— Exercise —
Keeping every line intact, print the records that follow.

— Data shown —

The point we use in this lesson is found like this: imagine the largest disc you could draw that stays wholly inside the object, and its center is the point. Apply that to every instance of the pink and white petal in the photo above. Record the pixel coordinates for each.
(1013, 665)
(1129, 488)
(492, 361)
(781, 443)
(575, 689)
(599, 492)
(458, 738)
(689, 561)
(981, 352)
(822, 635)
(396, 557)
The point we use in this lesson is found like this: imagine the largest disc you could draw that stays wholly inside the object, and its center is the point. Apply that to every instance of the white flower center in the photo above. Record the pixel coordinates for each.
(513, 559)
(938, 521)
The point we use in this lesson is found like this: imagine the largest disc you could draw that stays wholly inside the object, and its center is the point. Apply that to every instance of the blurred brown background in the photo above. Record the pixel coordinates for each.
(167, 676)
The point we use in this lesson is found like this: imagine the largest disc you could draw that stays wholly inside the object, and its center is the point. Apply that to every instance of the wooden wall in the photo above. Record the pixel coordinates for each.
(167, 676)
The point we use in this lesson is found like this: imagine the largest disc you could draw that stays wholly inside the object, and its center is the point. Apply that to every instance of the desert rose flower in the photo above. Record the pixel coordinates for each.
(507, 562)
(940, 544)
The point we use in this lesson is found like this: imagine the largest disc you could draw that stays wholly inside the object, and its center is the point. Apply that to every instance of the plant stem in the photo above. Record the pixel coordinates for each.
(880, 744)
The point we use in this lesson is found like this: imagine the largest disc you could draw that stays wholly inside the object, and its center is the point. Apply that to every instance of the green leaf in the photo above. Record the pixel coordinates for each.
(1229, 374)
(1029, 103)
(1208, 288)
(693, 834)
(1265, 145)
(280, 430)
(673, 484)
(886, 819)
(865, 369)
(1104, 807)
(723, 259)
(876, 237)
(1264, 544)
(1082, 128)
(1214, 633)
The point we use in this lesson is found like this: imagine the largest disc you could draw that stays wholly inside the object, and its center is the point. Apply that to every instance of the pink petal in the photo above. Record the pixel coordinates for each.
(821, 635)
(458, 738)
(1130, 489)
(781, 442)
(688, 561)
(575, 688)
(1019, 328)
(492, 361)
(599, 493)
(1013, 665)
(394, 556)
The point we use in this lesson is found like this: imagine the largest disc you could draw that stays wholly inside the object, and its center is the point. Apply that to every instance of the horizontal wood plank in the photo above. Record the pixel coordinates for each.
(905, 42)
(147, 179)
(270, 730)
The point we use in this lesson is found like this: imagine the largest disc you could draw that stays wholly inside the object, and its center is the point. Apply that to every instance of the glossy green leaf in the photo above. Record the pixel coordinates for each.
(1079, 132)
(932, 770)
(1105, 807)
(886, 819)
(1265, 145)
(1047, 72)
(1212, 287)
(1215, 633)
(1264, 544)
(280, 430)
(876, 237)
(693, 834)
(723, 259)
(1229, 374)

— Answer to this problem —
The point we use in this lesson is found like this: imagine the largest disc you could draw that stays wholly inside the object, and its center is the point. Apply that to every instance of the pink and white petal in the photo above. Record the pixel coordinates for each.
(1013, 665)
(1129, 488)
(492, 361)
(781, 443)
(575, 689)
(599, 492)
(458, 738)
(689, 561)
(981, 352)
(822, 635)
(396, 557)
The point we use in this lesson is found like this: imagine the largest disc you could draw that stays wholly inside the object, and its center is the point. Apply that to every instance of the white flower center in the photo above. Record the pixel coordinates for each.
(513, 559)
(938, 521)
The point we use in this lesson is found like this: imagine the largest disc you could draw that stays wholly inside the object, and its center is the point. Apply that to every instance of the blurred brown background in the photo above. Record the pixel coordinates for each.
(167, 676)
The point we use in this lesson is found like this: imagine the largest disc you could draw that stays wholly inside the object, and its center is the point. Apply that to every instance of the wooden wall in the photo above. Record the pixel coordinates for each.
(167, 676)
The point we use in this lesson is found like this: imagine the largest disc you could draw that stays wholly inside the object, and its center is the point. Apply that to every instance of the desert rose flower in the photo above. Record the pixel coordinates for each.
(507, 562)
(940, 544)
The point we use in this lesson is found like this: imagine the largest disc you could draw that stays wholly inside the object, and its center is the point. Apply that to every instance of the plant stem in the photo above. Record the pixel coordinates for each.
(880, 744)
The point we use in this lesson is found like this: imagine the largest disc you could draw that stays wholly inside the object, and its center is the point. Apply that to every instance of the green leaf in the photo above. Record the pixel coordinates for each.
(1229, 374)
(1029, 103)
(1208, 288)
(693, 834)
(1265, 145)
(280, 430)
(673, 484)
(886, 819)
(865, 369)
(1104, 807)
(723, 259)
(876, 237)
(1264, 544)
(1082, 128)
(1214, 633)
The point we use in this lesson is found like this: imagine the largest disc you could draw that stays wholly inside the object, and its center is the point. Apply that to every instance of the pink petal in the photo above. Record the pixel coordinates for each.
(821, 635)
(458, 738)
(1130, 489)
(781, 442)
(688, 561)
(575, 688)
(1019, 328)
(492, 361)
(599, 493)
(1013, 665)
(394, 556)
The point we use in this lesson is found like this: imagine the largest disc you could draw that stays wholly inside the object, and its center is the point. Apply that to every instance of the horizontal wood plank in the photo above. Record the pixel coordinates for each.
(905, 42)
(147, 179)
(270, 730)
The point we use in this lesson is found like this: imagine the largest disc you could draw that stays wholly inside the object, and its center is the point. Apply that to every instance of the glossy green leaf in the photo above. Record the pixel coordinates for each.
(1079, 132)
(932, 770)
(1105, 807)
(886, 819)
(1265, 145)
(1047, 72)
(1212, 287)
(1215, 633)
(1264, 544)
(280, 430)
(876, 237)
(693, 834)
(723, 259)
(1229, 374)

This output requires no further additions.